Collected data:
>>>>>
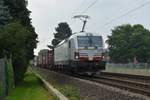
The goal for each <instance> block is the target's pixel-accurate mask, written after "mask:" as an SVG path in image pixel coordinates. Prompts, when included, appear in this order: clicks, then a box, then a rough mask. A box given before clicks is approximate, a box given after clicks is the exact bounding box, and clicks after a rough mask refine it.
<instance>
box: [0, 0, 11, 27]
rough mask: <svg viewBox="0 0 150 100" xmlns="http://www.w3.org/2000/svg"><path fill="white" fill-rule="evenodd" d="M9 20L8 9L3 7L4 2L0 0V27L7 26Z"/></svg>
mask: <svg viewBox="0 0 150 100" xmlns="http://www.w3.org/2000/svg"><path fill="white" fill-rule="evenodd" d="M10 19H11V16H10V14H9V10H8V7H7V6H5V5H4V1H3V0H0V27H2V26H4V25H5V24H7V23H8V22H9V21H10Z"/></svg>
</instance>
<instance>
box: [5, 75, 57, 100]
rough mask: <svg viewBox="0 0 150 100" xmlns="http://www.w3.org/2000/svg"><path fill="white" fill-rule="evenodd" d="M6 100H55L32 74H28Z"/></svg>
mask: <svg viewBox="0 0 150 100" xmlns="http://www.w3.org/2000/svg"><path fill="white" fill-rule="evenodd" d="M6 100H56V98H55V97H53V96H52V95H51V94H50V93H49V92H48V91H47V90H46V89H45V88H44V87H43V85H42V82H41V81H40V80H39V78H37V77H36V76H35V75H34V74H33V73H31V72H28V73H27V74H26V75H25V78H24V81H23V82H22V83H21V84H20V85H19V86H17V87H16V88H15V89H14V90H12V91H11V93H10V94H9V96H8V97H6Z"/></svg>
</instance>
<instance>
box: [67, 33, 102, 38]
mask: <svg viewBox="0 0 150 100" xmlns="http://www.w3.org/2000/svg"><path fill="white" fill-rule="evenodd" d="M77 36H100V34H96V33H92V32H78V33H74V34H73V35H72V36H71V37H70V38H73V37H77Z"/></svg>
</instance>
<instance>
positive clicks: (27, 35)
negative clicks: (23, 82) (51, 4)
mask: <svg viewBox="0 0 150 100" xmlns="http://www.w3.org/2000/svg"><path fill="white" fill-rule="evenodd" d="M1 1H2V0H1ZM1 1H0V2H1ZM3 2H4V3H3ZM3 2H2V3H3V4H4V7H3V6H1V5H2V3H1V4H0V8H3V11H2V10H1V9H0V11H2V13H1V12H0V17H1V14H2V15H4V16H5V17H4V18H5V19H3V22H5V21H6V22H7V24H5V25H3V27H1V28H0V47H1V48H0V57H4V53H5V55H6V54H7V56H8V57H9V56H11V57H12V65H13V68H14V72H15V83H18V82H20V80H22V79H23V75H24V73H25V71H26V69H27V67H28V64H29V60H31V59H33V57H34V52H33V50H34V48H36V44H37V40H36V39H37V34H36V33H35V29H34V27H33V26H32V24H31V19H30V17H29V16H30V11H29V10H28V9H27V1H26V0H4V1H3ZM6 7H7V9H8V11H9V13H10V16H12V17H11V18H12V19H11V22H8V20H6V19H9V17H7V16H6V15H9V14H8V11H7V10H6ZM4 8H5V9H4ZM2 18H3V17H2ZM2 18H1V19H2Z"/></svg>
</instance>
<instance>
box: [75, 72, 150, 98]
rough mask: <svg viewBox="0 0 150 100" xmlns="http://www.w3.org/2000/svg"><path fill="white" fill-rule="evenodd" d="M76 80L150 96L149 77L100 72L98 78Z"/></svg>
mask: <svg viewBox="0 0 150 100" xmlns="http://www.w3.org/2000/svg"><path fill="white" fill-rule="evenodd" d="M78 78H82V79H86V80H90V81H94V82H97V83H101V84H106V85H109V86H113V87H117V88H120V89H124V90H128V91H131V92H134V93H139V94H143V95H146V96H150V77H149V76H141V75H129V74H120V73H109V72H102V73H101V75H100V76H94V77H89V76H84V75H82V76H78Z"/></svg>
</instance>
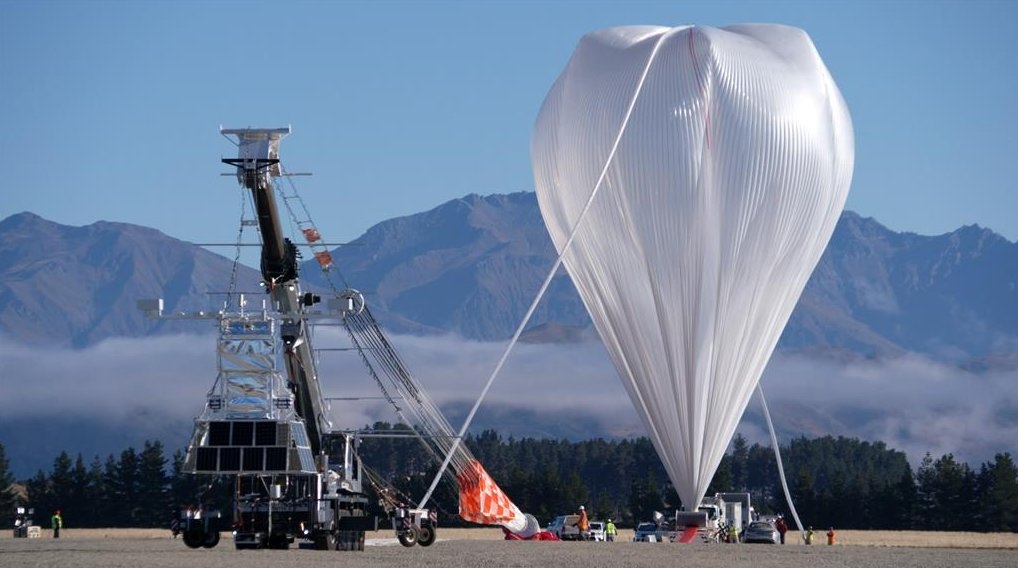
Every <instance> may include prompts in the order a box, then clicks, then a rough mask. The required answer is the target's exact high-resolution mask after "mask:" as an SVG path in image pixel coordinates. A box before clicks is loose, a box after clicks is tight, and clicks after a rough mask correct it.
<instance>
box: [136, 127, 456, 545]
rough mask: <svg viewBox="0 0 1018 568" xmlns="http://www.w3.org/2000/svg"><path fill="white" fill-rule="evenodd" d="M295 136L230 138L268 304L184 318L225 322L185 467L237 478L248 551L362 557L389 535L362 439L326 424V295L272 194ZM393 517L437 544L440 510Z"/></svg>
mask: <svg viewBox="0 0 1018 568" xmlns="http://www.w3.org/2000/svg"><path fill="white" fill-rule="evenodd" d="M289 131H290V129H289V128H288V127H287V128H273V129H251V128H244V129H223V130H221V132H222V134H224V135H227V136H235V137H236V144H237V148H238V156H237V158H236V159H224V160H223V162H224V163H226V164H228V165H231V166H234V167H235V168H236V176H237V179H238V181H239V182H240V183H241V184H242V185H243V186H244V187H246V188H247V189H249V190H250V193H251V197H252V201H253V204H254V210H256V211H254V212H256V215H257V217H258V226H259V230H260V232H261V237H262V262H261V270H262V277H263V285H264V286H265V288H266V291H267V292H268V298H267V299H268V302H269V303H268V305H266V301H265V300H263V301H262V305H261V308H259V309H256V310H250V309H247V306H246V302H247V299H246V298H245V297H244V296H243V295H242V294H241V295H239V298H240V299H239V302H238V303H239V305H238V307H237V309H235V310H229V309H224V310H222V311H220V313H218V314H214V315H206V314H200V315H196V316H195V315H190V316H185V317H188V318H194V317H199V318H205V319H215V320H218V322H219V345H218V362H219V375H218V376H217V379H216V383H215V385H214V386H213V388H212V390H211V391H210V392H209V395H208V400H207V402H206V406H205V409H204V411H203V413H202V414H201V416H200V417H199V418H196V419H195V423H194V433H193V435H192V438H191V441H190V444H189V445H188V448H187V455H186V459H185V463H184V471H185V472H188V473H206V474H215V475H233V476H234V477H235V482H234V491H233V514H232V519H231V520H232V530H233V538H234V545H235V546H236V548H237V549H263V548H268V549H287V548H289V546H290V545H291V544H293V543H294V542H295V541H298V539H300V541H303V542H304V543H306V546H307V547H308V548H315V549H318V550H341V551H361V550H363V546H364V532H365V531H366V530H378V528H379V524H380V518H379V517H377V516H375V515H373V514H370V513H369V511H367V510H366V505H367V503H369V499H367V497H366V495H365V494H364V492H363V487H362V482H361V479H362V475H363V471H362V466H361V464H360V460H359V458H358V456H357V452H356V447H357V444H358V440H359V439H358V437H357V435H355V434H350V433H344V432H334V431H333V430H332V424H331V422H330V421H329V420H328V418H327V416H326V410H325V401H324V399H323V396H322V392H321V389H320V387H319V378H318V373H317V370H316V360H315V352H314V350H313V348H312V336H310V325H309V323H308V320H309V318H310V317H312V316H313V313H312V308H313V306H315V305H316V304H319V303H320V301H321V297H320V296H319V295H317V294H312V293H302V292H301V290H300V285H299V281H298V278H297V276H298V259H299V255H298V253H297V247H296V245H294V244H293V243H292V242H291V241H290V239H288V238H284V237H283V236H282V230H281V227H280V219H279V215H278V210H277V207H276V201H275V196H274V193H273V191H274V182H273V178H274V177H279V176H280V175H284V174H283V172H282V169H281V167H280V163H279V141H280V140H281V139H282V138H283V137H284V136H285V135H287V134H288V133H289ZM302 232H303V233H304V236H305V237H306V238H307V240H308V242H309V243H313V244H314V243H315V241H317V240H318V238H319V236H318V231H316V230H315V229H314V228H305V229H302ZM319 246H321V244H320V245H319ZM315 257H316V259H318V260H319V262H320V263H322V264H323V266H324V267H326V266H327V263H328V264H331V255H329V252H328V251H327V250H325V249H323V250H322V251H320V252H316V253H315ZM228 302H229V300H228ZM327 303H328V307H329V311H330V313H331V314H332V315H333V316H336V317H339V318H345V317H346V316H348V315H350V314H356V313H357V311H358V310H359V309H361V308H362V307H363V298H362V296H360V295H359V294H358V293H357V292H355V291H353V290H345V291H343V292H339V293H338V294H337V295H336V297H335V298H332V299H330V301H329V302H327ZM138 305H139V307H140V308H142V309H144V310H146V311H148V313H149V315H150V316H151V317H156V318H164V319H173V318H176V317H175V316H164V315H163V311H162V300H161V299H160V300H142V301H139V302H138ZM315 314H319V315H320V314H321V313H320V311H319V313H315ZM277 360H281V361H282V363H283V366H285V368H286V377H285V378H284V377H283V376H282V374H281V373H279V371H278V368H277ZM392 516H393V517H394V518H393V519H392V520H393V526H394V528H396V532H397V536H398V537H399V539H400V542H401V543H403V544H404V545H405V546H411V545H413V544H415V543H417V544H421V545H425V546H427V545H430V544H432V543H433V542H434V539H435V528H436V523H435V522H434V514H430V513H429V511H427V510H410V509H399V510H396V511H394V512H393V513H392ZM396 517H398V522H397V518H396ZM407 519H409V520H411V522H409V523H408V522H407ZM224 521H225V518H224V517H223V516H222V515H220V513H219V512H218V511H203V510H202V509H201V508H199V509H197V510H188V511H186V512H184V513H182V518H181V525H182V526H181V528H182V530H183V536H184V538H183V539H184V543H185V544H186V545H187V546H188V547H191V548H200V547H206V548H211V547H214V546H216V544H217V543H218V542H219V531H220V530H222V529H225V528H226V527H225V526H222V524H223V522H224ZM404 541H406V542H404ZM301 546H304V545H303V544H302V545H301Z"/></svg>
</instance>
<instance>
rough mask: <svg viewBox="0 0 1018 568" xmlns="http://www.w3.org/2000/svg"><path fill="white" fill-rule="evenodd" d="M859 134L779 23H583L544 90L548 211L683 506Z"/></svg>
mask: <svg viewBox="0 0 1018 568" xmlns="http://www.w3.org/2000/svg"><path fill="white" fill-rule="evenodd" d="M853 145H854V140H853V134H852V126H851V119H850V117H849V114H848V110H847V109H846V107H845V103H844V101H843V100H842V97H841V94H840V93H839V91H838V88H837V87H836V86H835V82H834V80H833V79H832V78H831V75H830V73H829V72H828V70H827V68H826V67H825V65H824V62H823V61H822V60H821V57H819V55H818V54H817V53H816V50H815V48H814V47H813V45H812V42H811V41H810V40H809V37H808V36H807V35H806V34H805V33H804V32H802V31H800V30H796V29H794V27H788V26H784V25H767V24H746V25H730V26H726V27H706V26H681V27H660V26H626V27H615V29H610V30H604V31H601V32H597V33H592V34H588V35H587V36H585V37H583V39H582V40H581V41H580V42H579V45H578V46H577V48H576V51H575V52H574V53H573V55H572V57H571V59H570V60H569V63H568V65H567V66H566V68H565V70H563V71H562V74H561V75H560V76H559V78H558V80H557V81H556V82H555V84H554V87H553V88H552V90H551V92H550V93H549V95H548V97H547V99H546V100H545V103H544V106H543V107H542V109H541V114H540V116H539V118H538V122H536V125H535V126H534V130H533V138H532V144H531V154H532V160H533V170H534V180H535V183H536V192H538V200H539V203H540V206H541V212H542V215H543V217H544V219H545V224H546V225H547V227H548V231H549V233H550V234H551V237H552V240H553V241H554V242H555V245H556V247H557V248H558V249H559V251H560V252H561V251H562V250H563V249H564V248H567V251H566V253H565V255H564V262H565V266H566V268H567V270H568V272H569V274H570V276H571V277H572V280H573V283H574V284H575V285H576V288H577V289H578V290H579V293H580V295H581V297H582V298H583V302H584V303H585V304H586V308H587V310H588V311H589V314H590V317H591V318H592V320H593V323H595V325H596V326H597V329H598V332H599V333H600V335H601V338H602V340H603V341H604V343H605V346H606V348H607V349H608V351H609V353H610V355H611V357H612V360H613V361H614V363H615V366H616V367H617V370H618V373H619V376H620V378H621V380H622V382H623V383H624V385H625V388H626V390H627V391H628V393H629V396H630V397H631V398H632V401H633V403H634V405H635V406H636V409H637V411H638V412H639V413H640V415H641V416H642V419H643V423H644V425H645V427H646V430H647V432H648V435H649V437H651V438H652V440H653V441H654V445H655V447H656V448H657V450H658V453H659V455H660V456H661V458H662V460H663V461H664V463H665V467H666V468H667V469H668V473H669V475H670V477H671V479H672V482H673V484H674V485H675V488H676V490H677V491H678V494H679V497H680V498H681V499H682V503H683V504H684V506H686V507H695V506H696V505H697V504H698V503H699V502H700V500H701V499H702V498H703V496H704V494H705V493H706V488H708V486H709V485H710V482H711V478H712V477H713V475H714V472H715V470H716V469H717V467H718V464H719V463H720V462H721V458H722V457H723V455H724V452H725V450H726V448H727V446H728V443H729V441H730V440H731V438H732V436H733V434H734V433H735V429H736V427H737V425H738V422H739V419H740V417H741V416H742V412H743V410H744V409H745V407H746V404H747V403H748V401H749V398H750V396H751V395H752V392H753V389H754V388H755V386H756V384H757V382H758V381H759V377H760V375H761V373H762V372H763V367H765V366H766V365H767V362H768V359H769V358H770V357H771V353H772V351H773V350H774V348H775V345H776V344H777V342H778V339H779V337H780V336H781V333H782V330H783V329H784V327H785V324H786V323H787V321H788V318H789V316H790V315H791V313H792V308H793V307H794V306H795V303H796V301H797V300H798V297H799V294H800V293H801V292H802V289H803V288H804V287H805V285H806V281H807V280H808V279H809V275H810V273H811V272H812V270H813V268H814V267H815V265H816V263H817V262H818V261H819V258H821V254H822V253H823V252H824V248H825V247H826V246H827V243H828V240H829V239H830V238H831V234H832V232H833V231H834V227H835V224H836V223H837V221H838V218H839V216H840V214H841V211H842V209H843V208H844V205H845V200H846V197H847V195H848V187H849V184H850V182H851V177H852V165H853V161H854V150H853ZM595 191H596V193H595ZM591 194H593V198H592V200H591V198H590V197H591ZM588 202H589V208H588V211H587V212H586V214H585V215H584V216H583V217H582V220H581V222H580V223H579V226H578V228H577V229H576V233H575V239H574V240H573V241H572V242H571V244H570V245H569V246H568V247H567V244H568V243H569V238H570V234H571V233H572V232H573V230H574V227H576V226H577V222H578V221H580V218H581V214H582V213H583V211H584V210H585V209H586V207H587V204H588Z"/></svg>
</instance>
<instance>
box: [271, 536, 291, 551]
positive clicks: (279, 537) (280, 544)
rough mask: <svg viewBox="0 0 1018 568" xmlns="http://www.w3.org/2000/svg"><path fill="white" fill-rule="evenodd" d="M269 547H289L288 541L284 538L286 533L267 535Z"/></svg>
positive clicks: (288, 542) (274, 550)
mask: <svg viewBox="0 0 1018 568" xmlns="http://www.w3.org/2000/svg"><path fill="white" fill-rule="evenodd" d="M269 549H270V550H274V551H286V550H289V549H290V542H289V541H288V539H287V538H286V534H273V535H272V536H269Z"/></svg>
<<<<<
Please tally how many lines in the listing contain the string "positive", and reply with only that number.

Output for this task —
3